[Lines of data]
......

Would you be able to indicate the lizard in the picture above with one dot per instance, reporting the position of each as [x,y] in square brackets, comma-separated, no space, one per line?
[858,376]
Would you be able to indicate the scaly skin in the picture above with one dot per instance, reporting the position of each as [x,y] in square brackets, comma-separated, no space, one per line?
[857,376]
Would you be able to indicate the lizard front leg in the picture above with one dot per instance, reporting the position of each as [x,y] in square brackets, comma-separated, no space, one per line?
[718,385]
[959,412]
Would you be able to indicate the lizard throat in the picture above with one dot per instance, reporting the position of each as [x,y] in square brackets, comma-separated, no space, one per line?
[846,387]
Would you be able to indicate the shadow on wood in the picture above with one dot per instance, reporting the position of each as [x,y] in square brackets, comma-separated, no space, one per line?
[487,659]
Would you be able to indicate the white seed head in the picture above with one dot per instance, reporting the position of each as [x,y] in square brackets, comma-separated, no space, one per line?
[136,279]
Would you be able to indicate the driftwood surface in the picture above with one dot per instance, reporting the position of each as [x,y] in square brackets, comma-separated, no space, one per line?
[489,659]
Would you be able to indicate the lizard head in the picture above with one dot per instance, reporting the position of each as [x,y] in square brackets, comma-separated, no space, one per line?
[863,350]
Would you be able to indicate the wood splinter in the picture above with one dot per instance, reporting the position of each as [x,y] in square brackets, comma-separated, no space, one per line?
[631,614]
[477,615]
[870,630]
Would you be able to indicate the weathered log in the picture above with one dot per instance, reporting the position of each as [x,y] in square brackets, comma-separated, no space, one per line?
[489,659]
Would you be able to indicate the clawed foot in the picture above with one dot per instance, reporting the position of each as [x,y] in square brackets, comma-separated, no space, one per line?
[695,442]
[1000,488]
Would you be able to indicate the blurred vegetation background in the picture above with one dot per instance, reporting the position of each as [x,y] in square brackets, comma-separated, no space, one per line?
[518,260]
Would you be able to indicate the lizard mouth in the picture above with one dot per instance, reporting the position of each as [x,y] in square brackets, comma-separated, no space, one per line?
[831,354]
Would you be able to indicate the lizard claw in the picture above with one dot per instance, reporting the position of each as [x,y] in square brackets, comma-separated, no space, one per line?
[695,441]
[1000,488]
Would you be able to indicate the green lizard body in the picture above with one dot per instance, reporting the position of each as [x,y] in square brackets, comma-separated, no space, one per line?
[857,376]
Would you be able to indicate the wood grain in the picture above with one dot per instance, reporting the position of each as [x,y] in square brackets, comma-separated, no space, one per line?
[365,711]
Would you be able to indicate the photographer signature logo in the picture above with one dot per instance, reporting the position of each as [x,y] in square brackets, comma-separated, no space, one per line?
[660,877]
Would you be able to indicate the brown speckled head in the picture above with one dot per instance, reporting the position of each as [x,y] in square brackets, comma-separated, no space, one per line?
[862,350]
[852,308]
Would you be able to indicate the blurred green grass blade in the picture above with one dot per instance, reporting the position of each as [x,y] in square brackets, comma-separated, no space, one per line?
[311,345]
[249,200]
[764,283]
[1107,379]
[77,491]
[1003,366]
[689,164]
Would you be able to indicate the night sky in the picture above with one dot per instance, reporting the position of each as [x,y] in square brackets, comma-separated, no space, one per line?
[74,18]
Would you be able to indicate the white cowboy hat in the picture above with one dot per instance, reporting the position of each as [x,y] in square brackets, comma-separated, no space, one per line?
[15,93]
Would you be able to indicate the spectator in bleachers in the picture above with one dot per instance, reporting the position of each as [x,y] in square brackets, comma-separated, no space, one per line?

......

> _REQUEST_
Take the material above and return all of it exactly.

> _RESPONSE TO THIS TASK_
Would you be able to indicate the lizard in the picture above with one dot per instance, reporting the position of each as [x,y] in square brackets, comma-separated, no space, one per line?
[858,376]
Would you be able to indicate the scaly skin in the picture above with one dot per instance, reporting the position of each as [x,y] in square brackets, comma-separated, no space, one per line?
[857,376]
Would you be able to indicate the lizard front leg in the picture above with one dot per instance, reporting the position of each as [x,y] in square brackets, comma-separated, no space, one per line?
[718,385]
[959,412]
Would you be able to indicate the lizard throat in the picture above with one dot per instance, reporting the position of each as [x,y] in square brackets, comma-separated, no space, one per line?
[846,387]
Would you be able to indicate the shadow on wood in the picture above with one dot per instance, reporting the position of each as [x,y] in square brackets, comma-separated, no space, one per line?
[487,659]
Would you be able to indicate the white seed head in the picture above with one dot per instance, reporting the position of each as [x,y] in square brackets, comma-separated, no space, one per line?
[136,279]
Would you be able to indicate the driftwood surface in the picture above with one dot per instance, reporting the position of each as [x,y] in square brackets, comma-separated, no space, one per line?
[489,659]
Would you be able to indicate the lizard head in the picture above with one dot per instance, reporting the position of each as [x,y] in square brackets, comma-separated, no space, one per line?
[863,350]
Would you be able to indicate the wood splinter in the picture above with one dot per instance, reporting the position of each as [x,y] in square brackets, comma-separated, no space, one per line?
[631,614]
[477,615]
[870,630]
Would you be able to indicate the weathered log in the picture above with one dot per instance, reporting the position of each as [x,y] in square brackets, comma-separated, no space, one per line?
[489,659]
Would you be able to indicate the clawed foot in the picture above with one dot per instance, reporting the position of each as [x,y] in square brackets, comma-separated, no space, one per line?
[695,442]
[1000,488]
Would you be able to indicate the blurred vegetation background in the picture above with one dot per instance, reporting the position of each as [x,y] in square brackets, comma-separated, no space, one per line?
[518,260]
Would you be able to indicate the lizard mouth in the picture above with one dot per instance, reporting the position of each as [x,y] in square brackets, comma-separated, no space, one per line?
[831,354]
Would you be able to indicate the lizard claw in the picture above with one dot per instance, reporting the position of each as [x,y] in square brackets, comma-separated, no space, one per line?
[695,441]
[1000,488]
Would you be able to indicate the green lizard body in the picture above with one dot per instance, reporting the position of each as [x,y] in square brackets, comma-separated, no space, one per line?
[857,376]
Would you be able to indicate the wood grain in the picture above with one dot per instance, reporting the position of each as [x,y] in square brackets, comma-separated, no space, one per line?
[365,711]
Would you be able to indicate the photographer signature logo in the picture above with one dot per instance, reporting the position of each as [x,y] in square brackets, comma-separated, no space, one per line?
[660,877]
Would you be able to indicate the brown speckled head in the picture above with one dot per instance, reporting the position of each as [x,y] in square brackets, comma-separated, no space, one per line?
[862,350]
[852,308]
Would you be able to indicate the blurred green grass blade in the picture above with one dot per instance, reporting the position of each as [x,y] in square brackets, comma-separated, no space, one per line?
[311,345]
[249,200]
[764,283]
[1107,379]
[77,491]
[1003,366]
[689,164]
Would you be able to indicate the night sky in the picture above with one dot per instance, reporting the position of each as [x,y] in square brackets, comma-separated, no space, one per line?
[74,18]
Would you be able to indicate the white cowboy hat in the picture above with one dot per instance, reporting the position of each as [x,y] in square brackets, comma-separated, no space, one per line?
[15,93]
Would you be able to indicate the spectator in bleachers in the picture above with one dot per instance, reporting the position of each as [x,y] in square brackets, comma-separated, no space, one per line?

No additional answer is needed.